§ EXERCISE GOAL: Reproduce the records from the start through the line containing "point(1086, 594)", inclusive, with the requests kept, and add 16 to both coordinates of every answer point. Leave out the pictures.
+++ EXTRACTED RECORDS
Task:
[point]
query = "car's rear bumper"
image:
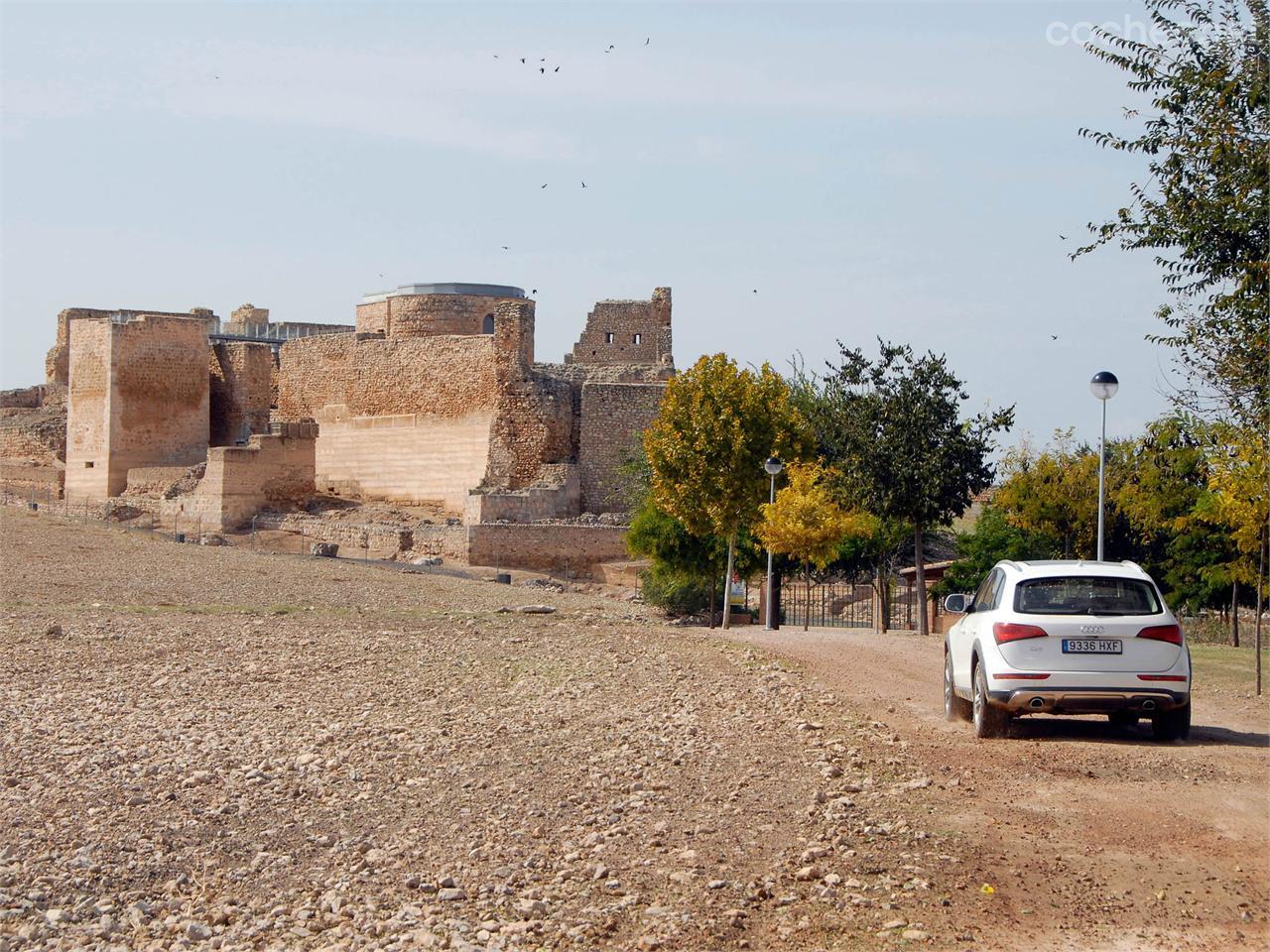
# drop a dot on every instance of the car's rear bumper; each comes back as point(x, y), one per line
point(1087, 699)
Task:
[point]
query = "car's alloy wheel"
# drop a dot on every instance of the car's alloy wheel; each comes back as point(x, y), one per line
point(988, 721)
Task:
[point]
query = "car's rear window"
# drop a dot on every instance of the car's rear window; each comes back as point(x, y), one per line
point(1086, 594)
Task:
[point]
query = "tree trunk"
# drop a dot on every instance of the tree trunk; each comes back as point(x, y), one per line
point(1256, 636)
point(712, 579)
point(924, 624)
point(726, 580)
point(1234, 613)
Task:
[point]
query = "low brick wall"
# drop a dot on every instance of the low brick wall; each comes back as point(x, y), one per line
point(529, 504)
point(26, 477)
point(373, 540)
point(545, 546)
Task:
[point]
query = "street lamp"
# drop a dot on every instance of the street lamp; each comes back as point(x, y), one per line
point(1103, 388)
point(772, 466)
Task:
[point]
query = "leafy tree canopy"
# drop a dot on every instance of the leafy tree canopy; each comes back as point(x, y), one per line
point(1205, 211)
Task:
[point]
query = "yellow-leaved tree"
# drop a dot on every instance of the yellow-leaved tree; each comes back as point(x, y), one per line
point(1238, 479)
point(807, 524)
point(706, 447)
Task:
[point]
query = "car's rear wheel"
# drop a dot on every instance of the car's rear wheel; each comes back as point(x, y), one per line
point(1173, 725)
point(953, 707)
point(988, 720)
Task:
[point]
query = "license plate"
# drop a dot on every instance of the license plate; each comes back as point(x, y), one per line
point(1092, 647)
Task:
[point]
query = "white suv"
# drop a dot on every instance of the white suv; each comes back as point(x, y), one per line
point(1067, 638)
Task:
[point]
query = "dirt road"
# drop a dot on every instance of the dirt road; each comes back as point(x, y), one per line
point(1087, 837)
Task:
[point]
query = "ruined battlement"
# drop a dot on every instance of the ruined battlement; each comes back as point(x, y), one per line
point(626, 333)
point(434, 398)
point(435, 309)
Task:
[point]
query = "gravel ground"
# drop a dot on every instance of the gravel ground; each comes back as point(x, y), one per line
point(211, 748)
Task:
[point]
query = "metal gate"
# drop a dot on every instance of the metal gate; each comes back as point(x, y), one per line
point(835, 603)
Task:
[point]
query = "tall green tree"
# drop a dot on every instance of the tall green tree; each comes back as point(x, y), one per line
point(716, 425)
point(1205, 209)
point(893, 428)
point(992, 538)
++++++
§ ANSWER FOR THIS EXERCISE:
Task:
[point]
query = "car's rear bumper"
image:
# drop a dot on every instance of the car's rear bumper; each comes back as point(x, y), one per line
point(1103, 715)
Task:
[point]
query = "car's alloy wheel"
# drop a dot on every instance of the car's alloy wheel; each comes back as point(x, y), one per line
point(1004, 737)
Task:
[point]
query = "car's rear window"
# drop a dot on every instance of the car's rear window; each comes back as point(x, y), one per line
point(1102, 610)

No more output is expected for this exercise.